Input data:
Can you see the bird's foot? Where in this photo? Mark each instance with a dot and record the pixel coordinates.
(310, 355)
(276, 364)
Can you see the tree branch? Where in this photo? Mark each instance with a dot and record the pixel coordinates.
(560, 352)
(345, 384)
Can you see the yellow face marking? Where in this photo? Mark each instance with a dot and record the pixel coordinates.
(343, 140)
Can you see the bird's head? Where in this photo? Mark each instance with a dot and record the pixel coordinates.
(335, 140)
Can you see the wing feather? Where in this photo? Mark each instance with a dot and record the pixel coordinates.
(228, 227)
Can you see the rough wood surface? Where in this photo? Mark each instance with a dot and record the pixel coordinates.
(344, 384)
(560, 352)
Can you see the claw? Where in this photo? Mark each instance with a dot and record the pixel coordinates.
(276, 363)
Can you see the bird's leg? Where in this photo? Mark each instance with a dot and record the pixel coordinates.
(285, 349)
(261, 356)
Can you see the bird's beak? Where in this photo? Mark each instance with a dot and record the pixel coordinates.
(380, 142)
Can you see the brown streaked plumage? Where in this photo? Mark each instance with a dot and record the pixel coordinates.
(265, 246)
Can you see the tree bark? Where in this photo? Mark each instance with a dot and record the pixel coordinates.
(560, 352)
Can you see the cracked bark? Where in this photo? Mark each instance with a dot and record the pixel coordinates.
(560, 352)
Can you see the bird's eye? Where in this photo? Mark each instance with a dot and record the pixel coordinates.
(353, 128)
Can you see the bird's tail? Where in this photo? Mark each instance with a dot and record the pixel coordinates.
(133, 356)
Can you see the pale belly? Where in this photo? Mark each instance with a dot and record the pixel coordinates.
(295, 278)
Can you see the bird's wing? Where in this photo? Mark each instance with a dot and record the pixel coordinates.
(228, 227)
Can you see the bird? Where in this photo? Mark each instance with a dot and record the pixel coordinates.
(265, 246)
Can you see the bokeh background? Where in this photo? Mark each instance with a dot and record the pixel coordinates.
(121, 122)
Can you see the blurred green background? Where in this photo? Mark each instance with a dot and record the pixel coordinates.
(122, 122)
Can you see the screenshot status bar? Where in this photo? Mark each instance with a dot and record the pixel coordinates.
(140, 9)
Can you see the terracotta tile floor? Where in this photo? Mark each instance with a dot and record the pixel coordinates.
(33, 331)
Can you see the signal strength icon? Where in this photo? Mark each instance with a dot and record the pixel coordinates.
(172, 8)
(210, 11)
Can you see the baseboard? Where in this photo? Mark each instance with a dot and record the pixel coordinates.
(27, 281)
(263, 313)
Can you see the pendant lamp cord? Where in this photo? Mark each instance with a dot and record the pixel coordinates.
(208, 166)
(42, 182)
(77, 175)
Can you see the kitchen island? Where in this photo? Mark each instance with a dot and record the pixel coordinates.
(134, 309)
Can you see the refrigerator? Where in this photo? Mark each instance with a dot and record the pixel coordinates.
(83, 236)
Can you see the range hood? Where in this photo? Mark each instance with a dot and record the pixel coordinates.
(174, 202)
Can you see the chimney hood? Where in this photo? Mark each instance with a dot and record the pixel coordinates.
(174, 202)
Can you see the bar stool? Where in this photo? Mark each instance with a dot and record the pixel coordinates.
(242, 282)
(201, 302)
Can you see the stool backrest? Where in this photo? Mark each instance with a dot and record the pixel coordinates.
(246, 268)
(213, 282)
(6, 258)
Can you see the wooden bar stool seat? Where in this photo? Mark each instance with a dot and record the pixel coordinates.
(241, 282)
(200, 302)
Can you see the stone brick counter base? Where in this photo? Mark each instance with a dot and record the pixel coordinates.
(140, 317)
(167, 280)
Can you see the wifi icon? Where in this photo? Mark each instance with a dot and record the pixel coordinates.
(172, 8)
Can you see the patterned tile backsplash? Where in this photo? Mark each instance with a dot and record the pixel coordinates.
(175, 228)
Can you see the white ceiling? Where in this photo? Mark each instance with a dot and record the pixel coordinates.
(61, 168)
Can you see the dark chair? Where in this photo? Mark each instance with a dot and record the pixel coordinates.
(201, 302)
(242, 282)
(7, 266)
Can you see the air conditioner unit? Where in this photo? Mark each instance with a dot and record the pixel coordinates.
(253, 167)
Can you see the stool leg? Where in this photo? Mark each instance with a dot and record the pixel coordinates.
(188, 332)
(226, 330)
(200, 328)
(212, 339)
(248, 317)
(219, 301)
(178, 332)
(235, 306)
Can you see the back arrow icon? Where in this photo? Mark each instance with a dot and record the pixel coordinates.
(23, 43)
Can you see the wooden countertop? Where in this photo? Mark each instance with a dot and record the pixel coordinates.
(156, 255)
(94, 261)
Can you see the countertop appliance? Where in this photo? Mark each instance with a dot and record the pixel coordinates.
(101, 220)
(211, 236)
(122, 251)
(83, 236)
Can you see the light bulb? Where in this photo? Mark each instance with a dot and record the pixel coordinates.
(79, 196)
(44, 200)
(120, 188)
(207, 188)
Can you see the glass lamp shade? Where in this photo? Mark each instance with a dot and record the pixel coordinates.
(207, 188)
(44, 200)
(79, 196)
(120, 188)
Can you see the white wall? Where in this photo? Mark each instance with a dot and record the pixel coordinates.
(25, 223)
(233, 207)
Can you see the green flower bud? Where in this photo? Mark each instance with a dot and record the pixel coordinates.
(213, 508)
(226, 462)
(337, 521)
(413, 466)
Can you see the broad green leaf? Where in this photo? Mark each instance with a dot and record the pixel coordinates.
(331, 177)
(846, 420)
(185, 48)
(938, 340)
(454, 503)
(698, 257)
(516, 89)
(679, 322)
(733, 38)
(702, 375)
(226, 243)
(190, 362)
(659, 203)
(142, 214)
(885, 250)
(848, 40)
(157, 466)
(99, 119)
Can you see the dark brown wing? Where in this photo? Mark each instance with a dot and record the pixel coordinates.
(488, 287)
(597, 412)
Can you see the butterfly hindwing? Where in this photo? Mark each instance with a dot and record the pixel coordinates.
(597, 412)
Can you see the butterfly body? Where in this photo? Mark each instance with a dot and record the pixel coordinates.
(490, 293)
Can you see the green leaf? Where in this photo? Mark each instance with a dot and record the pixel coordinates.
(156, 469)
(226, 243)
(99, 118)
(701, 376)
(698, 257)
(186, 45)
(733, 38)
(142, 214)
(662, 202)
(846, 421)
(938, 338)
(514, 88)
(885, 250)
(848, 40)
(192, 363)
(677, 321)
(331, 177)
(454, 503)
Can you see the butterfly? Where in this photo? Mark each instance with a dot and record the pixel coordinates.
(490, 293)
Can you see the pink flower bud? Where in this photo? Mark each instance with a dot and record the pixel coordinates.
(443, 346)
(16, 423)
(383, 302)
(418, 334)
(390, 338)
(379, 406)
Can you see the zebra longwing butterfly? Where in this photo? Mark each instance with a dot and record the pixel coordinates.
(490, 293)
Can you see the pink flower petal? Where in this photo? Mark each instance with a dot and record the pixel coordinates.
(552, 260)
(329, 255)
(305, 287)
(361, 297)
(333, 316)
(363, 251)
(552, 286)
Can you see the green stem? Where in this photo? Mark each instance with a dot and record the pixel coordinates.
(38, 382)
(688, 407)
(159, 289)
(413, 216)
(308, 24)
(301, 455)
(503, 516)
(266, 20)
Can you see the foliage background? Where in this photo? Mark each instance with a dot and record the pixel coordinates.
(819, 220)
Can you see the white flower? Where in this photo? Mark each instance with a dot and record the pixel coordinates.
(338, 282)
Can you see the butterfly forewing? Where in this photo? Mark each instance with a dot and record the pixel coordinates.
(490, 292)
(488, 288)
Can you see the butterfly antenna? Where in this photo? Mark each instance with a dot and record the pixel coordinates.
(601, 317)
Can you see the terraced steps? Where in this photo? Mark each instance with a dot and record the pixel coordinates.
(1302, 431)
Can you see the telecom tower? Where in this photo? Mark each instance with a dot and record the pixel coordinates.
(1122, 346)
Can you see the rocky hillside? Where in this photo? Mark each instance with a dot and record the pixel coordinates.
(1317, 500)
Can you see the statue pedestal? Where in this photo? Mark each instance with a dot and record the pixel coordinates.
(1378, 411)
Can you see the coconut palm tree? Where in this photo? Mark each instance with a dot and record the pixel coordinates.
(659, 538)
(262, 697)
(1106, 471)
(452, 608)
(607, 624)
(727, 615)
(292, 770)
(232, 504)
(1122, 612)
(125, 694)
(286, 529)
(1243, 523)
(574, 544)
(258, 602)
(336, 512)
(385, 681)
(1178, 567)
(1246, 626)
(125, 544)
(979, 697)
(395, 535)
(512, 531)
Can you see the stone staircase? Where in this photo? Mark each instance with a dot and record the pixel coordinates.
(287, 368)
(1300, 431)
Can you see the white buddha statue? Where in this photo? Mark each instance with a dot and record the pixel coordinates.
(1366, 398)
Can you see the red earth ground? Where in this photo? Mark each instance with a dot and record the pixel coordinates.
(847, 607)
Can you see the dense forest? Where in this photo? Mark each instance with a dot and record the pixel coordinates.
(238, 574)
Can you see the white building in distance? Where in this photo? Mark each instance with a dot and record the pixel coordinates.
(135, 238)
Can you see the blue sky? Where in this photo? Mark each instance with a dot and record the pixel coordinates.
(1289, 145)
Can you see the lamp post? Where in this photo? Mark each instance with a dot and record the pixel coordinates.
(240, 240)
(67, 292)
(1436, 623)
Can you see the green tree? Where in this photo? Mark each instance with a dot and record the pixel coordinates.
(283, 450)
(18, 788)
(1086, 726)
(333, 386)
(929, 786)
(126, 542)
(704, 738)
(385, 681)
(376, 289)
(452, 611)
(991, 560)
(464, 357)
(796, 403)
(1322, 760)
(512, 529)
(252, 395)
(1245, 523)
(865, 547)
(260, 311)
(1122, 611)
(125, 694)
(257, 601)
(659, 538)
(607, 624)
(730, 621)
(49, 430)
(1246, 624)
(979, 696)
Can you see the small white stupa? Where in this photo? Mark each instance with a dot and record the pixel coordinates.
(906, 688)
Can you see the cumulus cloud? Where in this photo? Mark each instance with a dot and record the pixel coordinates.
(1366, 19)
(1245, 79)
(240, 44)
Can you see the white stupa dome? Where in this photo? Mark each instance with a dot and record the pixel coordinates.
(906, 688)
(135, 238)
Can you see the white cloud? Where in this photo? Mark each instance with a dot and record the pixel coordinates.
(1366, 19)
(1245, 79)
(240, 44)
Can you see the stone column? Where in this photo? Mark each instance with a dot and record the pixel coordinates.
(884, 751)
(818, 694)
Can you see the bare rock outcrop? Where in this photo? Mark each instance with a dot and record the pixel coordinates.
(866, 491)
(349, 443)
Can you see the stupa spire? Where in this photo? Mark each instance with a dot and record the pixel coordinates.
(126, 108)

Directions: Write out, without alteration, the line that contains "Can you see the white stupa" and all subsequent lines down to the end of the data above.

Response box:
Can you see the white stupa dome? Where in this photo? Mark each instance with a dot and record the pixel coordinates.
(906, 688)
(135, 238)
Can you see the white cloud? Where in this photo? Mark each instance with a dot and record the pixel coordinates.
(1366, 19)
(1245, 79)
(240, 44)
Can you see the stone column? Where in this photo? Mark each instance with a dot and record the pixel coordinates.
(884, 751)
(818, 694)
Can you see the bare rock outcrop? Where in this photo? Mark each instance with a dot and record the pixel coordinates.
(866, 491)
(349, 443)
Can you see the stupa spire? Where in this photo? Mark each instance with a dot and record the pixel coordinates.
(126, 108)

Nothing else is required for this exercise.